The exercise
Format the lines below, from the one containing "Annotation task: put one keypoint on every instance of the woman" through the end, inclusive, as a two-column CSV with the headers instruction and coordinates. Give one row for each line and its answer, with each value in a single quoted field and line breaks replaced by spaces.

<<<<

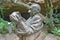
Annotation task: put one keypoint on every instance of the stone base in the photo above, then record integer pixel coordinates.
(9, 37)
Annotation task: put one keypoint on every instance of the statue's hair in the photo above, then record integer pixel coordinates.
(37, 6)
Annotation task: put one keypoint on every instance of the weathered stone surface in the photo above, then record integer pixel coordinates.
(50, 37)
(9, 37)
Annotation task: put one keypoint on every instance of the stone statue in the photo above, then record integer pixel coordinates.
(28, 29)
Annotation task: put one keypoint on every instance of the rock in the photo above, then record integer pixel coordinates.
(9, 37)
(50, 37)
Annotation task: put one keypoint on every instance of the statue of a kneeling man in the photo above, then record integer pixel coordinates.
(29, 29)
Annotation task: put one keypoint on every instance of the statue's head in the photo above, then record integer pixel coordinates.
(35, 8)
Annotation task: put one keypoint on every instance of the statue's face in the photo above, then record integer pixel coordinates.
(33, 10)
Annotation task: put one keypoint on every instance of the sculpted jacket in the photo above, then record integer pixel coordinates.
(29, 26)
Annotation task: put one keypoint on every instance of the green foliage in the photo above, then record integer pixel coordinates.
(4, 26)
(52, 19)
(1, 11)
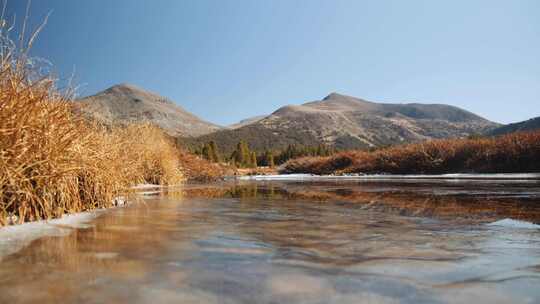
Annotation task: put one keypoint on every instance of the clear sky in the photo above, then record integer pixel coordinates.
(229, 60)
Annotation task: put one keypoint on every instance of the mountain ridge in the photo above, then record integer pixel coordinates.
(348, 122)
(126, 103)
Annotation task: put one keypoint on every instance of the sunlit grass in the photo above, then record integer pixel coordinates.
(518, 152)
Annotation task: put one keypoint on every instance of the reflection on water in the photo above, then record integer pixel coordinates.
(292, 242)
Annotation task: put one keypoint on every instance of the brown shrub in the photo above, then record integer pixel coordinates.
(517, 152)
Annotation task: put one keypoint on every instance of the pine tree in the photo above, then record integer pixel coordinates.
(214, 152)
(253, 162)
(269, 159)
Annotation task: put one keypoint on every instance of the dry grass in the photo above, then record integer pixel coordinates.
(518, 152)
(53, 162)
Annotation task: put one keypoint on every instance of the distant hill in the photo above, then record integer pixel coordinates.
(127, 103)
(245, 122)
(347, 122)
(527, 125)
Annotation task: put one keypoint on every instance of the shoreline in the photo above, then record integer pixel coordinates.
(514, 177)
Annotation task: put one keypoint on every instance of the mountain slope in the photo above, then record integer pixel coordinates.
(127, 103)
(348, 122)
(527, 125)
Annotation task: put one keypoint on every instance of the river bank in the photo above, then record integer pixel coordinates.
(294, 241)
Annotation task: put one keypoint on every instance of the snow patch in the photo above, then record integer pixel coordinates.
(14, 238)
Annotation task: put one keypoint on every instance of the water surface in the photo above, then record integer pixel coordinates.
(313, 241)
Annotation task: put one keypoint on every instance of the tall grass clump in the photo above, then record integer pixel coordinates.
(52, 161)
(511, 153)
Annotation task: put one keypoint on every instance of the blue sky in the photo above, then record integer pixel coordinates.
(229, 60)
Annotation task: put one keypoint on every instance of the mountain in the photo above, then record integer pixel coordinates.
(527, 125)
(245, 122)
(347, 122)
(125, 103)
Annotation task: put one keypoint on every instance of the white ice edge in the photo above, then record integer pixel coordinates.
(453, 176)
(14, 238)
(518, 224)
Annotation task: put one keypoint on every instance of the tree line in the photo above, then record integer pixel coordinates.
(244, 157)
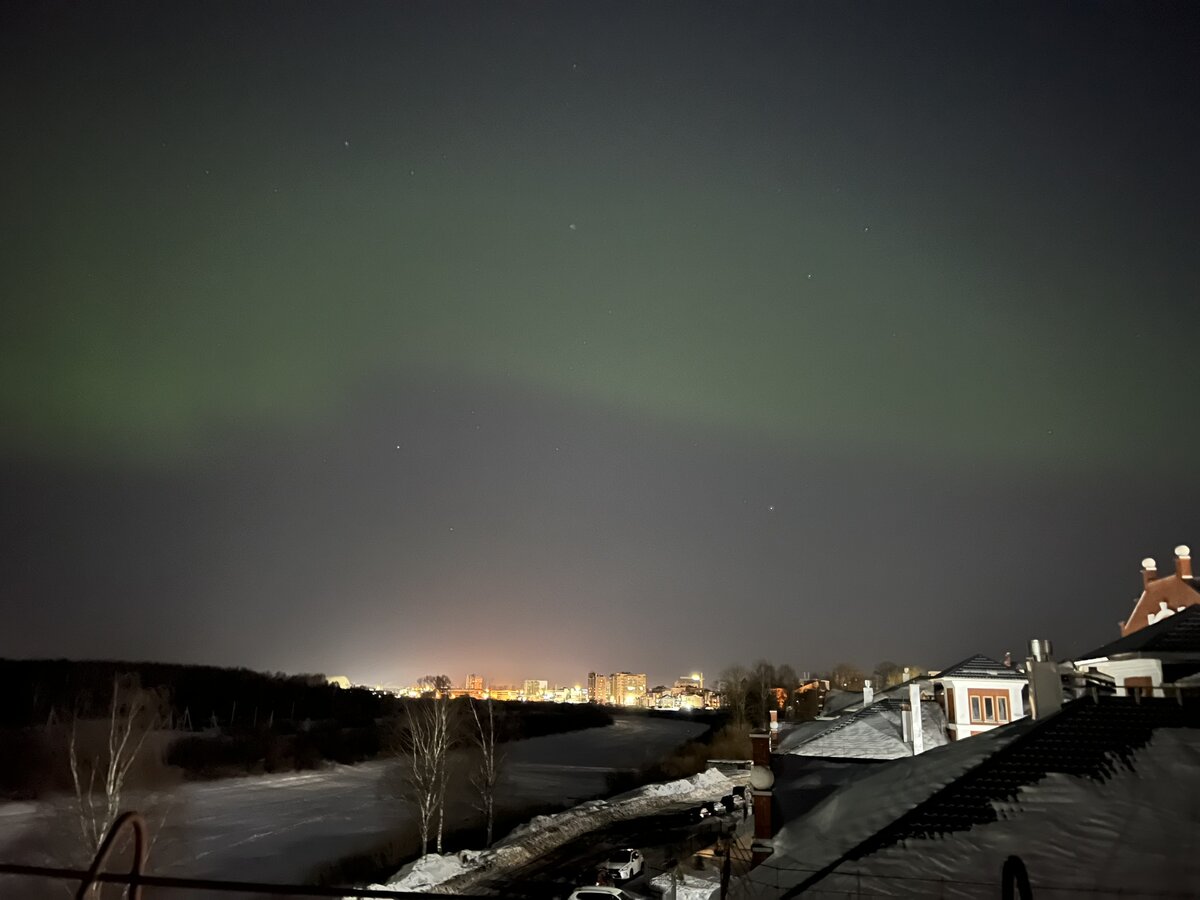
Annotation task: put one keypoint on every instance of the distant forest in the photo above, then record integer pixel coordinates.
(214, 723)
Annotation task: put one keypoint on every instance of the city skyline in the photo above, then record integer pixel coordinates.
(391, 339)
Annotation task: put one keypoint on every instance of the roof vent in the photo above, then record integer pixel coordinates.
(1183, 562)
(1041, 649)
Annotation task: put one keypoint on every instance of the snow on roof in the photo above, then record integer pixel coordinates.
(979, 666)
(874, 732)
(1098, 798)
(838, 700)
(1175, 634)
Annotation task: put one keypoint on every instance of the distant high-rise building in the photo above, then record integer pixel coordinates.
(627, 688)
(598, 688)
(534, 688)
(696, 679)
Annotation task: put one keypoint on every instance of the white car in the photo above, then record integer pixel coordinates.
(599, 892)
(624, 864)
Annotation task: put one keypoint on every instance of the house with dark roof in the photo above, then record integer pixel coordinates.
(1164, 653)
(879, 731)
(1097, 799)
(978, 694)
(1163, 595)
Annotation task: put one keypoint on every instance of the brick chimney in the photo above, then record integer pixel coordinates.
(1183, 562)
(762, 779)
(1149, 571)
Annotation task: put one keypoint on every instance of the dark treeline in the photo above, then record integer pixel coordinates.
(215, 723)
(39, 691)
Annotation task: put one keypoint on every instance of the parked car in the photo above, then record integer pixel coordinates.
(600, 892)
(624, 864)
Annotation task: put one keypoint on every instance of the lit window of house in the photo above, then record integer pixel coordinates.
(988, 707)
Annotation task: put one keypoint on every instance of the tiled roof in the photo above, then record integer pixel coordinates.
(979, 666)
(1175, 634)
(1089, 738)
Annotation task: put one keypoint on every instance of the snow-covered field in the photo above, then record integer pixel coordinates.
(282, 827)
(461, 871)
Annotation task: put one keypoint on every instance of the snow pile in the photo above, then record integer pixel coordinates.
(460, 873)
(432, 870)
(688, 887)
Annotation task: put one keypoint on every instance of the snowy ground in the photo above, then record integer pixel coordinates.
(462, 871)
(282, 827)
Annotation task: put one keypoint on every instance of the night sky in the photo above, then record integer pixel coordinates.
(532, 339)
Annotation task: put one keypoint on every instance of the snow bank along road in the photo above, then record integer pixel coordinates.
(282, 827)
(472, 871)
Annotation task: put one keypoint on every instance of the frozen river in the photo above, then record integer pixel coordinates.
(283, 827)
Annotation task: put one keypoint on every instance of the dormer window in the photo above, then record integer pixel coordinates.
(988, 707)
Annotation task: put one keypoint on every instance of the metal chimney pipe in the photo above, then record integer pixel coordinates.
(1041, 651)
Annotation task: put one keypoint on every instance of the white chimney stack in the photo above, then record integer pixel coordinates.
(1045, 683)
(1183, 562)
(918, 726)
(1149, 571)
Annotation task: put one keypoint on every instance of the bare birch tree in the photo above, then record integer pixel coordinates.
(487, 772)
(425, 747)
(100, 779)
(735, 687)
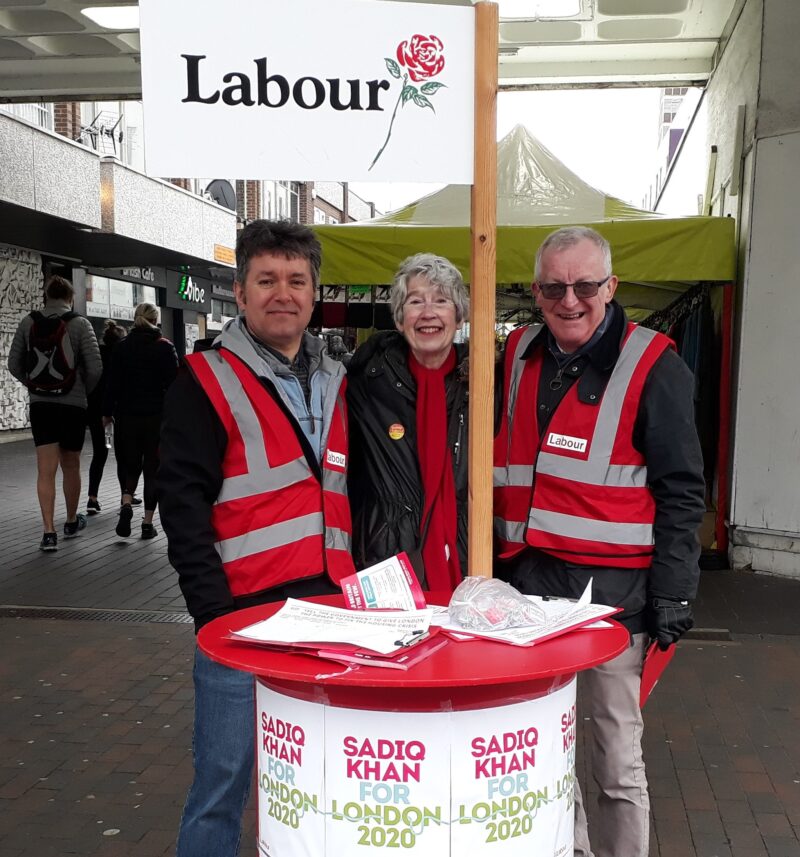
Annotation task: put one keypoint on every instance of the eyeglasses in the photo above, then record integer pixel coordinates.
(416, 304)
(582, 289)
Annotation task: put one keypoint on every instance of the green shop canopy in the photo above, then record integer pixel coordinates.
(655, 257)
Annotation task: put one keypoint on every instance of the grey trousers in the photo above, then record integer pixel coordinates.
(621, 827)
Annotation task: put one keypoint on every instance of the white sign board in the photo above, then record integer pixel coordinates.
(308, 90)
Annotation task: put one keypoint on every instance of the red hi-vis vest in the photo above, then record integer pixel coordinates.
(273, 521)
(580, 493)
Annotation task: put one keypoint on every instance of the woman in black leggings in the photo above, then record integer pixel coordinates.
(143, 365)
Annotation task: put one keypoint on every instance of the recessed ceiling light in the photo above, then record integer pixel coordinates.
(114, 17)
(540, 9)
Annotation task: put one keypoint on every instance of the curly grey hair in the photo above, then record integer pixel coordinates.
(439, 272)
(568, 237)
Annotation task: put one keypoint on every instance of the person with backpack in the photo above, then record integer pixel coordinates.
(55, 354)
(143, 365)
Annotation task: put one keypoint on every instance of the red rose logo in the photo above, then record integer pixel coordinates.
(422, 56)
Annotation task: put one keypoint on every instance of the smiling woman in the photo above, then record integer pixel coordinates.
(407, 401)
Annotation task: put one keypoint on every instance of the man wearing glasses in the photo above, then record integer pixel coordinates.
(599, 477)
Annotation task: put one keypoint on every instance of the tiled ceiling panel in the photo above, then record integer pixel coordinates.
(50, 50)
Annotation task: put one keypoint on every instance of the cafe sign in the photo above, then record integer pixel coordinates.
(372, 91)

>>>>

Result below
instruction,coordinates
"Annotation task: put one keypoint on every instance of the woman in black leggings in the photo above, then record integer pixel coordinates.","(143, 365)"
"Annotation task: put one keypoint on every instance of the recessed ceiling light in the photo above, then record integer pixel coordinates.","(114, 17) (540, 9)"
"Annotation task: put one keypoint on every instance of the curly grey hair in the photo above, then record integer pixel coordinates.","(439, 272) (568, 237)"
"Annotation task: put one keypoint on every instance of the person with backpack in the photo above, then record integer pixel coordinates.","(55, 354) (143, 365)"
"Annotation task: put one keypoint on every instance of the red rose logo in the photo above, then record integer pixel coordinates.","(422, 56)"
"Annotation task: put one keypoint on every instance of the smiling woman in the photo above, then record integer pixel coordinates.","(407, 401)"
"Annotation task: put one keypoint on every instance of the man wearing glasses in the photo above, then record integer pixel coordinates.","(599, 477)"
"Annotation task: put one keypoint on every instance of the tiled ceiling panel in the photo above, then record integer pixel coordinates.","(50, 50)"
"Annotation task: put one keypoint on every instance of the cafe sign in the photo above, then record integer pixel coordinates.","(372, 91)"